*DESCRIPTION OF THE TASK*
Could you transcribe the material below exactly, without leaving out a single line?

*SOURCE RECORDS*
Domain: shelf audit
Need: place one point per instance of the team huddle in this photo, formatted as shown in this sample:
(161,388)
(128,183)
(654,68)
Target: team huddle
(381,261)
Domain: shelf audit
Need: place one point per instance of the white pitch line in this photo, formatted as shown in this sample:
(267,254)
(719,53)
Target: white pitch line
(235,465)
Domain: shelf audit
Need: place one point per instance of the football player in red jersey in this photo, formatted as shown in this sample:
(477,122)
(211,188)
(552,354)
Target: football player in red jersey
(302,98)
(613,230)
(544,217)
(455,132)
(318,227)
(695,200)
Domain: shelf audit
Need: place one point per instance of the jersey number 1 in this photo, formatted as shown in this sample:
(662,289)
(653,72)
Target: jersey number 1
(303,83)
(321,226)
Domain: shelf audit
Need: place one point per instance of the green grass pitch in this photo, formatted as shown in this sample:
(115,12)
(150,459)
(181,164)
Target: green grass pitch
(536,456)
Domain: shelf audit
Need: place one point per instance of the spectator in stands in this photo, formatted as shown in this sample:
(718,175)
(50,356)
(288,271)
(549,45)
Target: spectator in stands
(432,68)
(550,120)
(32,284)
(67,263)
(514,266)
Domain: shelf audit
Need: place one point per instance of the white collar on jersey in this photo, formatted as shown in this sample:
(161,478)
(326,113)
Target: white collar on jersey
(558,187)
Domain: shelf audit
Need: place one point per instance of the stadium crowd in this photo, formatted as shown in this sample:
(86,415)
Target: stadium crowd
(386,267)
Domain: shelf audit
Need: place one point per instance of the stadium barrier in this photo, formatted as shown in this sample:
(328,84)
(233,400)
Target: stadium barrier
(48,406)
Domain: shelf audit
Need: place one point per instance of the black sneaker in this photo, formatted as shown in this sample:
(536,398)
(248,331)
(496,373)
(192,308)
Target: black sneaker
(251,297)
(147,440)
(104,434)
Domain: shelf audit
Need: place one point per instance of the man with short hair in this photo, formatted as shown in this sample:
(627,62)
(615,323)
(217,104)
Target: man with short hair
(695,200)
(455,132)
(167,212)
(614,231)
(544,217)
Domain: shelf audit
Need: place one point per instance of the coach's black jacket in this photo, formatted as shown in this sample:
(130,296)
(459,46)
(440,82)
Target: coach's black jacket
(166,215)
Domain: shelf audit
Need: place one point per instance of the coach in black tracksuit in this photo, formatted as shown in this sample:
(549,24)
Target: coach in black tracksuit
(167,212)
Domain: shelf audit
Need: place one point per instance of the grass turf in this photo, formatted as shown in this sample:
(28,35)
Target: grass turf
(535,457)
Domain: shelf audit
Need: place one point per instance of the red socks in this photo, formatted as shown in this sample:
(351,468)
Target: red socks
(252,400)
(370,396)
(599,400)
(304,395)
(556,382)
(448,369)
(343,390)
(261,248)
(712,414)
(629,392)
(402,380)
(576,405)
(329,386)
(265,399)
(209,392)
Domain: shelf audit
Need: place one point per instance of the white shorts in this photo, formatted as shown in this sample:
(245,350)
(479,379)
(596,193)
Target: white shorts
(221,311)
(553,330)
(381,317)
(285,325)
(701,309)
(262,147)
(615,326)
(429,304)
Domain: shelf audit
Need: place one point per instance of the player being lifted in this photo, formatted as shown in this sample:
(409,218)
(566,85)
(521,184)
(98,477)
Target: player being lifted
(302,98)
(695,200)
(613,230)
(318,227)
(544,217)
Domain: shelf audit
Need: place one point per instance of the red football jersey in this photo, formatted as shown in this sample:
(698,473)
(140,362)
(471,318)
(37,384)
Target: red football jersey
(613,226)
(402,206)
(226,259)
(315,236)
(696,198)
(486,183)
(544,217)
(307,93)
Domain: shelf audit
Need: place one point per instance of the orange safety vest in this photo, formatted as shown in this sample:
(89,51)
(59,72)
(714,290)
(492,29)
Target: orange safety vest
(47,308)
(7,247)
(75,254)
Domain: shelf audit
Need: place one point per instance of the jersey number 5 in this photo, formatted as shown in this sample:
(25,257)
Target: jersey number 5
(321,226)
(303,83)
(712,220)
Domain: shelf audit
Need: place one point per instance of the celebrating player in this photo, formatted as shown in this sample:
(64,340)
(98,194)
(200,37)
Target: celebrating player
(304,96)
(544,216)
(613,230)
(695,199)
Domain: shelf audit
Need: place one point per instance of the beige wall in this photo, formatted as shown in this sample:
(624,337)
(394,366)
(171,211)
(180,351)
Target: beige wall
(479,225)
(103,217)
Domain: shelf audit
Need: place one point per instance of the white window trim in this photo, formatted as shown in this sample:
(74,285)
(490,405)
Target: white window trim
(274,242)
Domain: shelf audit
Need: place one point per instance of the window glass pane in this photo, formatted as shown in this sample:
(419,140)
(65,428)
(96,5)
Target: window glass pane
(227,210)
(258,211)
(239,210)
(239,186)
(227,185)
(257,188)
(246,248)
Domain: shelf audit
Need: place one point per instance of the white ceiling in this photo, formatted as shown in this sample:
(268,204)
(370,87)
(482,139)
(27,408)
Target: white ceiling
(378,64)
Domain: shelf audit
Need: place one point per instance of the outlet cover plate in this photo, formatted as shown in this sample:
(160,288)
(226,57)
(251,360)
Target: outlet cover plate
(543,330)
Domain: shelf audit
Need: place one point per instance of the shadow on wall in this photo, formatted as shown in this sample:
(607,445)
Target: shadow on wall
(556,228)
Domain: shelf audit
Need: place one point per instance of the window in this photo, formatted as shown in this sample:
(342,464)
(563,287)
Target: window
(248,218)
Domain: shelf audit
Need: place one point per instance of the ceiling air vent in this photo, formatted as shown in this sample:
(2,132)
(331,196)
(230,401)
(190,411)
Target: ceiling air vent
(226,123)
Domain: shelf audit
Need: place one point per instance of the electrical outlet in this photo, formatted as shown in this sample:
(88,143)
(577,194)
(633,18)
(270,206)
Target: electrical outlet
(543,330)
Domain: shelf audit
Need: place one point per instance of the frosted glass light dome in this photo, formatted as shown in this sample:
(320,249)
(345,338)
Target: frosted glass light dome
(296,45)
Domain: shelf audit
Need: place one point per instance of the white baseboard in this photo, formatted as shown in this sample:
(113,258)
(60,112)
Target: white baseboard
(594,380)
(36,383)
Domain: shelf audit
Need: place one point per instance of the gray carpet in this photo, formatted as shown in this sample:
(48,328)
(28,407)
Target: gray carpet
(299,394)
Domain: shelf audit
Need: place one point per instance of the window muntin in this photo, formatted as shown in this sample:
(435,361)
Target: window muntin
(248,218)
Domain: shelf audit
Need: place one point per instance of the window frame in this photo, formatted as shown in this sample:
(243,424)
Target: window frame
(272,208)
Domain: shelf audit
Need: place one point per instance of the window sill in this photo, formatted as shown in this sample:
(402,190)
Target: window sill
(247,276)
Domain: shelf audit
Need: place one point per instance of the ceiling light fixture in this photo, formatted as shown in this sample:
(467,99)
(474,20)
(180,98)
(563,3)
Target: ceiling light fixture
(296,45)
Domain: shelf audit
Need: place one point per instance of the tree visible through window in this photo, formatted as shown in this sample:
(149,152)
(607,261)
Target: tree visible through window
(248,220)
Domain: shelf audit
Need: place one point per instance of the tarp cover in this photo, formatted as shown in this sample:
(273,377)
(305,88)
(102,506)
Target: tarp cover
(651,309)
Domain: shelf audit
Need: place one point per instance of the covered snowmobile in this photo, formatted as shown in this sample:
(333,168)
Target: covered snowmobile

*OUTPUT FOR THIS TASK*
Domain: shelf audit
Need: place one point per instance of the team huddle in this photo, formatted as shown in this sample:
(161,388)
(128,183)
(654,68)
Target: team huddle
(381,261)
Domain: shelf audit
Need: place one point per instance of the white pitch line in this photo, formatted as shown in this sample:
(267,254)
(719,53)
Target: white pitch line
(235,465)
Domain: shelf audit
Need: place one point per instance of the football player in red jersey in this photo, formatted as shown in this sample:
(477,122)
(211,188)
(552,354)
Target: football player in red jersey
(302,98)
(613,230)
(544,217)
(455,132)
(318,227)
(695,200)
Domain: shelf audit
Need: place one point per instance of the jersey number 1 in this photo, formatted as shown in this sample:
(662,289)
(653,72)
Target: jersey number 1
(303,83)
(321,226)
Domain: shelf audit
Need: place one point per instance of the green grass pitch in this photo, formatted as shown in this sample:
(115,12)
(150,459)
(181,164)
Target: green grass pitch
(536,456)
Domain: shelf audit
Need: place one point per instance of the spectator in stands in this photo, formatted as shown in this sample:
(718,175)
(50,356)
(288,271)
(549,45)
Target: spectator in stands
(432,68)
(550,120)
(32,284)
(67,263)
(514,266)
Domain: shelf audit
Need: place one point per instance of the white collar on jersey in this photo, formatted as shown in this sample:
(161,478)
(326,113)
Target: white collar on jersey
(558,187)
Domain: shelf audit
Need: place one point per instance of the stadium crowd in this photo, formatted as shown in this sample:
(86,415)
Target: stadium crowd
(386,267)
Domain: shelf audit
Need: place one point per instance of the stadium barrier in this photo, formatted as shown in this sample:
(328,84)
(233,400)
Target: stadium barrier
(48,406)
Domain: shelf audit
Need: place one point per instance of the black sneaker in this photo, formatted as shown in this sample:
(536,398)
(248,331)
(496,373)
(192,308)
Target: black sneaker
(251,297)
(147,440)
(104,434)
Domain: shelf audit
Need: place one point per instance of the man with short hair in this photo, formatted as shown in this sample:
(627,62)
(615,323)
(217,104)
Target: man with short hair
(695,200)
(455,132)
(167,212)
(614,231)
(544,217)
Domain: shelf audit
Need: place one point per instance of the coach's black jacket in this photo, formatted as shown in this sample:
(130,296)
(459,46)
(440,82)
Target: coach's black jacket
(166,215)
Domain: shelf audit
Need: place one point per instance of the coach in black tracksuit in this photo, formatted as shown in this sample:
(549,24)
Target: coach in black tracksuit
(167,212)
Domain: shelf audit
Need: place one point per instance of the grass turf in this photo, formatted as shown in this sample:
(28,35)
Target: grass turf
(535,457)
Domain: shelf audit
Need: place one point per instance of the red socks in this photo, formatted as shown in this sample:
(351,468)
Target: red socks
(252,400)
(370,396)
(599,400)
(304,395)
(556,382)
(448,369)
(343,390)
(261,248)
(712,414)
(629,392)
(402,380)
(576,405)
(329,386)
(265,399)
(209,392)
Domain: shelf audit
Need: place one point per instance of the white shorts in this photo, formatted as shown in this sample:
(245,350)
(479,379)
(596,193)
Target: white shorts
(221,311)
(553,330)
(381,317)
(285,325)
(701,309)
(262,147)
(615,326)
(429,304)
Domain: shelf audit
Need: place one point per instance of the player being lifted in this photo, formatted as shown in this sample:
(409,218)
(566,85)
(521,184)
(98,477)
Target: player being lifted
(302,98)
(695,200)
(613,230)
(318,227)
(544,217)
Domain: shelf audit
Need: place one point per instance of the red football jersey in this photo, formatted as shown in this sample:
(698,473)
(140,362)
(471,318)
(37,384)
Target: red football jersey
(613,226)
(402,206)
(226,259)
(315,236)
(696,198)
(486,183)
(544,217)
(307,93)
Domain: shelf audit
Need: place one point per instance of the orange safety vest in this photo, formatted as shown in this sample:
(89,51)
(59,72)
(714,290)
(492,29)
Target: orange safety vest
(47,308)
(7,247)
(75,254)
Domain: shelf audit
Need: place one point per instance of the jersey number 5 in this photo, formatted as shown in this sample:
(25,257)
Target: jersey number 5
(321,226)
(303,83)
(712,220)
Domain: shelf audit
Need: place one point per instance of the celebrating player in this photo, formatted as shown in this sample:
(64,340)
(98,194)
(200,37)
Target: celebrating player
(304,96)
(544,216)
(613,230)
(695,199)
Domain: shelf audit
Need: place one point per instance of the beige wall in this photo, formatted as shown in this sample:
(624,337)
(394,366)
(171,211)
(180,351)
Target: beige wall
(479,225)
(103,217)
Domain: shelf audit
Need: place one point per instance of the white window trim in this photo, formatted as shown in this sample:
(74,285)
(490,405)
Target: white window trim
(274,242)
Domain: shelf audit
Need: place one point per instance of the window glass pane in this photo, formatted as shown in this sample:
(419,140)
(65,428)
(96,5)
Target: window glass pane
(227,210)
(258,211)
(239,210)
(239,186)
(227,185)
(257,188)
(246,248)
Domain: shelf audit
Need: place one point per instance of the white ceiling in this photo, formatted as shown in this sample:
(268,204)
(370,87)
(482,139)
(27,408)
Target: white ceiling
(378,64)
Domain: shelf audit
Need: place one point per instance of the outlet cover plate in this photo, formatted as shown in this sample:
(160,288)
(226,57)
(251,360)
Target: outlet cover plate
(543,330)
Domain: shelf audit
Need: place one point per instance of the shadow on wall in this photo, formatted as shown in this sample:
(607,445)
Target: shadow on wall
(556,228)
Domain: shelf audit
Need: place one point per instance of the window in this photo, formatted as shown in this sample:
(342,464)
(563,287)
Target: window
(248,218)
Domain: shelf audit
Need: place one point per instance of the ceiling air vent in this photo, formatted as shown in this sample:
(2,132)
(331,196)
(230,401)
(190,411)
Target: ceiling air vent
(226,123)
Domain: shelf audit
Need: place one point per instance of the electrical outlet in this photo, formatted as shown in this sample:
(88,143)
(577,194)
(633,18)
(270,206)
Target: electrical outlet
(543,330)
Domain: shelf audit
Need: place one point per instance of the frosted glass light dome in this photo, formatted as shown in this sample:
(320,249)
(345,338)
Target: frosted glass light dome
(296,45)
Domain: shelf audit
Need: place one point per instance of the white baseboard in this photo, formatted as shown in this sample:
(113,258)
(60,112)
Target: white baseboard
(594,380)
(36,383)
Domain: shelf audit
Need: place one point per instance of the gray carpet in this photo, formatted as shown in this sample:
(48,328)
(28,407)
Target: gray carpet
(299,394)
Domain: shelf audit
Need: place one point per instance of the window muntin in this photo, formatted as shown in this sample:
(435,361)
Target: window muntin
(248,218)
Domain: shelf audit
Need: place one point per instance of the window frame in this photo, formatted as shown in this sample:
(243,424)
Target: window frame
(272,208)
Domain: shelf audit
Need: place one point per instance of the window sill in this photo, formatted as shown in this sample:
(402,190)
Target: window sill
(247,276)
Domain: shelf audit
Need: place one point per instance of the ceiling light fixture in this photo, formatted as shown in this sample:
(467,99)
(474,20)
(180,98)
(563,3)
Target: ceiling light fixture
(296,45)
Domain: shelf audit
Need: place one point per instance of the tree visible through window in this photo, formatted as shown in this sample:
(149,152)
(607,261)
Target: tree visible through window
(248,220)
Domain: shelf audit
Need: place one point per instance of the tarp cover in this photo, formatted as shown in this sample:
(273,377)
(305,88)
(102,506)
Target: tarp cover
(651,309)
Domain: shelf audit
Need: place one point per instance of the covered snowmobile in this photo, formatted as shown in this sample:
(333,168)
Target: covered snowmobile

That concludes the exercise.